* [ACTIVITY]:
Check every line below for the word "clear" and copy each one that has it.

* [RECORDS TO USE]:

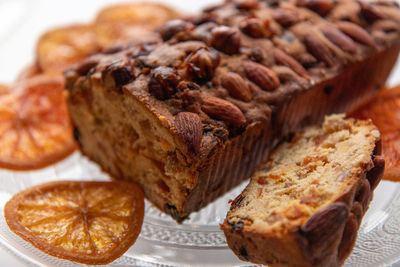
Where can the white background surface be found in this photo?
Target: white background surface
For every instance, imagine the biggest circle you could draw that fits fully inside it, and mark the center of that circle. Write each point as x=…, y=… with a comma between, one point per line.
x=23, y=21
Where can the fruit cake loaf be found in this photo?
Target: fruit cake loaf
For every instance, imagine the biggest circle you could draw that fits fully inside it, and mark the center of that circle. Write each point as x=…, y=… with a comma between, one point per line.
x=193, y=113
x=303, y=207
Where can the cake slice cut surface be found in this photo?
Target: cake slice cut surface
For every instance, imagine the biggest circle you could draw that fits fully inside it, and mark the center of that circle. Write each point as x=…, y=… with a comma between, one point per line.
x=304, y=205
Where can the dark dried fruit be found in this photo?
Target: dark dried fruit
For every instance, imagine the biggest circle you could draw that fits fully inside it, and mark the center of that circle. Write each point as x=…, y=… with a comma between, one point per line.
x=318, y=49
x=349, y=238
x=236, y=226
x=340, y=40
x=236, y=86
x=202, y=63
x=163, y=82
x=356, y=33
x=285, y=17
x=323, y=228
x=172, y=27
x=185, y=85
x=117, y=74
x=88, y=63
x=243, y=252
x=220, y=109
x=255, y=28
x=189, y=127
x=172, y=210
x=370, y=12
x=364, y=194
x=284, y=59
x=246, y=4
x=376, y=173
x=225, y=39
x=386, y=26
x=322, y=7
x=261, y=75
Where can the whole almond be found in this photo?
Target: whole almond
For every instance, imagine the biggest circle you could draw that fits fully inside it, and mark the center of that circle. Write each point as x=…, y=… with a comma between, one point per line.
x=188, y=126
x=324, y=227
x=236, y=86
x=225, y=39
x=261, y=75
x=356, y=33
x=220, y=109
x=339, y=39
x=318, y=49
x=349, y=238
x=284, y=59
x=285, y=17
x=370, y=12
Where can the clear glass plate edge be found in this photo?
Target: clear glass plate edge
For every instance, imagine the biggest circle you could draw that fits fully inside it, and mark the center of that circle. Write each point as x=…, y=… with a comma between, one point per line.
x=378, y=242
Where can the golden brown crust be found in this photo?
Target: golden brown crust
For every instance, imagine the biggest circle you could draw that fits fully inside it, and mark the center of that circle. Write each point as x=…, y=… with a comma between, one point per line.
x=287, y=90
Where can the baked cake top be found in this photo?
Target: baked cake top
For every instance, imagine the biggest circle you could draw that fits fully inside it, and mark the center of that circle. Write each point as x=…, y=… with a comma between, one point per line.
x=227, y=68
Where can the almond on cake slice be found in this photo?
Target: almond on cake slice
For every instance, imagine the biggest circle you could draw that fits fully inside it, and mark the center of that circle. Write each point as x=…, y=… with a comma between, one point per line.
x=304, y=205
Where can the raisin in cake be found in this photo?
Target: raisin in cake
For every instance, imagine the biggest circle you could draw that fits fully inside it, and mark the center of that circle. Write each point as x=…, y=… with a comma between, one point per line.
x=303, y=207
x=193, y=112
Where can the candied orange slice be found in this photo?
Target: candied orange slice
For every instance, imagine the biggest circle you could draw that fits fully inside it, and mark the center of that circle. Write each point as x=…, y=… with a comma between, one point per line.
x=60, y=48
x=122, y=22
x=85, y=222
x=35, y=128
x=384, y=110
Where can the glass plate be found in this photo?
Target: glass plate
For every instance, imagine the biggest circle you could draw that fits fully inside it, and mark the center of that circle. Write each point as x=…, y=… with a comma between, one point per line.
x=198, y=241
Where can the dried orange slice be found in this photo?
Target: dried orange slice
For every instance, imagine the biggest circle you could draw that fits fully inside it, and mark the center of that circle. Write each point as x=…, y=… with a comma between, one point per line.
x=86, y=222
x=60, y=48
x=35, y=129
x=122, y=22
x=384, y=110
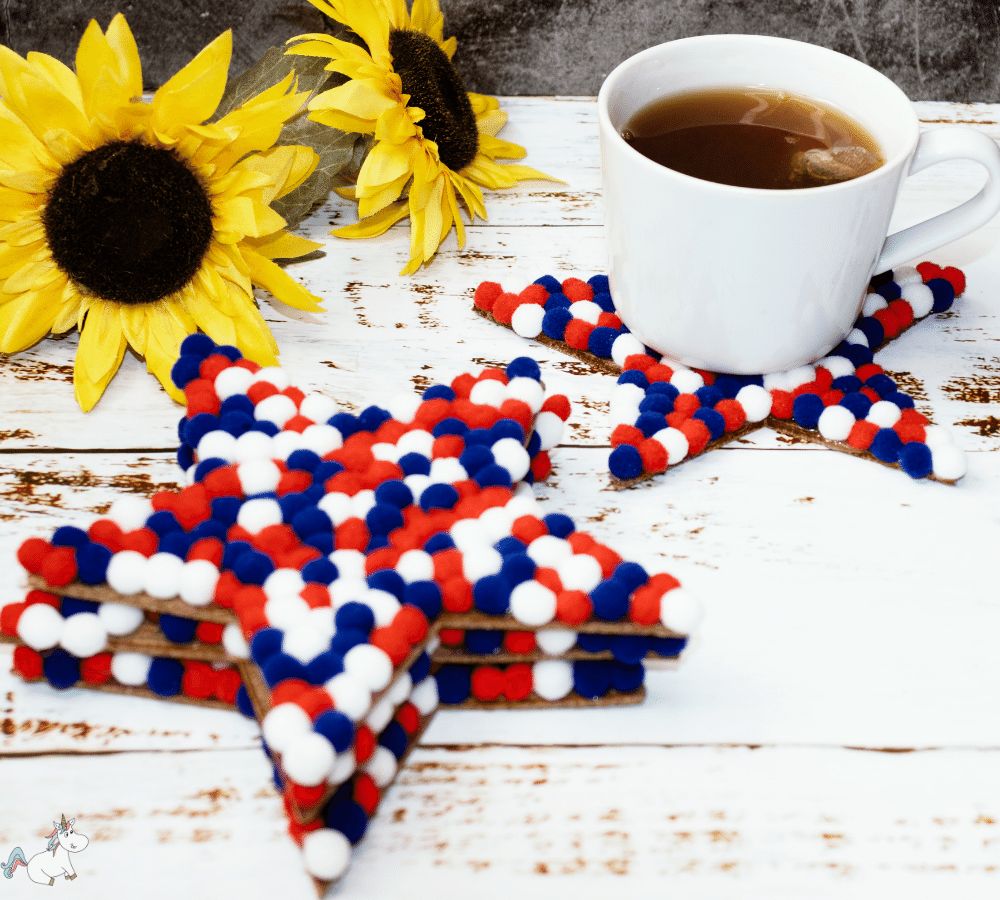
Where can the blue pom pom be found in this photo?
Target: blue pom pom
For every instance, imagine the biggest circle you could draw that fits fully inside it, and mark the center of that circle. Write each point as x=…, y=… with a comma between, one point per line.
x=806, y=410
x=349, y=818
x=549, y=282
x=355, y=615
x=944, y=293
x=555, y=320
x=454, y=684
x=394, y=739
x=492, y=594
x=185, y=370
x=857, y=403
x=559, y=524
x=483, y=641
x=438, y=392
x=915, y=459
x=524, y=367
x=425, y=596
x=383, y=518
x=714, y=421
x=70, y=606
x=626, y=678
x=177, y=629
x=886, y=446
x=337, y=728
x=629, y=649
x=61, y=670
x=253, y=567
x=264, y=644
x=165, y=677
x=319, y=571
x=625, y=462
x=600, y=341
x=281, y=667
x=92, y=563
x=388, y=580
x=591, y=679
x=634, y=376
x=610, y=599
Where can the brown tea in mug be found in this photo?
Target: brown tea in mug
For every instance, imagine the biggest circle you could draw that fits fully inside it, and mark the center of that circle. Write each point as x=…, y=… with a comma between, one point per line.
x=752, y=137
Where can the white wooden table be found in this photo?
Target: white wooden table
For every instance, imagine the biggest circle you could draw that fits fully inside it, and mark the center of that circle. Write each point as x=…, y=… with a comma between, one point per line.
x=833, y=731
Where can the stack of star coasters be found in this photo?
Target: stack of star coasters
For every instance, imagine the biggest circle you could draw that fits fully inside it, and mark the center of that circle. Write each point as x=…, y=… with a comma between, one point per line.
x=339, y=576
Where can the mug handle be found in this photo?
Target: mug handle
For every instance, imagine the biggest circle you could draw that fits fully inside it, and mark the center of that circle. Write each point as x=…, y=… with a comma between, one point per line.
x=937, y=146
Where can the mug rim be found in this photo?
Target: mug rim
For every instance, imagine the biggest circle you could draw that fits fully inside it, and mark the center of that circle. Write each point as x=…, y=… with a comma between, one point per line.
x=891, y=163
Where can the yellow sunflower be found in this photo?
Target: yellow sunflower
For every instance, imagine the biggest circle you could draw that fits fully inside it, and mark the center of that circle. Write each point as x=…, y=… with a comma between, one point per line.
x=434, y=145
x=140, y=223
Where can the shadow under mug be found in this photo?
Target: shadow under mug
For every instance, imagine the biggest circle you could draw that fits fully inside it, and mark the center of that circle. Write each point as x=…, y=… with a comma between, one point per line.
x=749, y=281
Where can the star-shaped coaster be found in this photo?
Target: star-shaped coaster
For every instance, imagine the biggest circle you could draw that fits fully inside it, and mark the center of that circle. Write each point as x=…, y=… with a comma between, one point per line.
x=324, y=550
x=664, y=414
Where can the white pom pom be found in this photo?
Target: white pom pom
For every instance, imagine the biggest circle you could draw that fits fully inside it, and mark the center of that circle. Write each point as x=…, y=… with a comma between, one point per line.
x=528, y=391
x=675, y=442
x=252, y=445
x=130, y=669
x=119, y=618
x=256, y=515
x=835, y=423
x=425, y=697
x=321, y=439
x=415, y=565
x=130, y=512
x=920, y=297
x=555, y=641
x=234, y=643
x=884, y=413
x=232, y=381
x=756, y=402
x=586, y=310
x=548, y=550
x=553, y=678
x=308, y=759
x=40, y=626
x=527, y=320
x=626, y=345
x=163, y=576
x=948, y=462
x=284, y=724
x=873, y=303
x=687, y=381
x=382, y=767
x=278, y=408
x=259, y=476
x=488, y=392
x=126, y=573
x=217, y=445
x=349, y=696
x=550, y=428
x=83, y=635
x=327, y=853
x=532, y=603
x=370, y=666
x=680, y=611
x=579, y=572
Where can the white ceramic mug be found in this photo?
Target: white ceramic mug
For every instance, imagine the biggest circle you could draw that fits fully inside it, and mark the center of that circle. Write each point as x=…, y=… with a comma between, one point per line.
x=749, y=281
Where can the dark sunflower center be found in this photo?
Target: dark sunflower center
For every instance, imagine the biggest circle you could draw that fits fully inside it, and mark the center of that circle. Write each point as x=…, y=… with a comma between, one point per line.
x=128, y=222
x=435, y=87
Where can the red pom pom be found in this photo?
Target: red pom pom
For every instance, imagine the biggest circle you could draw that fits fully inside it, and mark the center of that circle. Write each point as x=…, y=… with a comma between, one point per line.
x=486, y=295
x=518, y=682
x=31, y=554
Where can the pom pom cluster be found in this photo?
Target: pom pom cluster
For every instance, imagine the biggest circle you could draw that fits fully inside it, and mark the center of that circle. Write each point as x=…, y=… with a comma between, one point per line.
x=664, y=414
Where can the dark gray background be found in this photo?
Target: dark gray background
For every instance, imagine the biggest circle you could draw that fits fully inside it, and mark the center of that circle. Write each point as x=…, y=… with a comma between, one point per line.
x=933, y=49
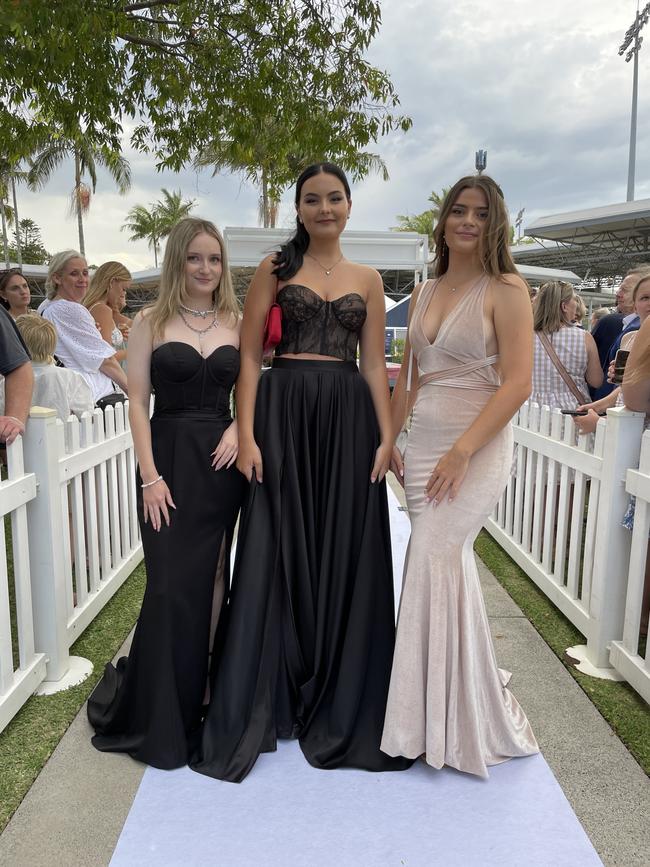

* [RESPONSE]:
Where can the clear glass plate edge be found in this photo?
Target: clear glass plate edge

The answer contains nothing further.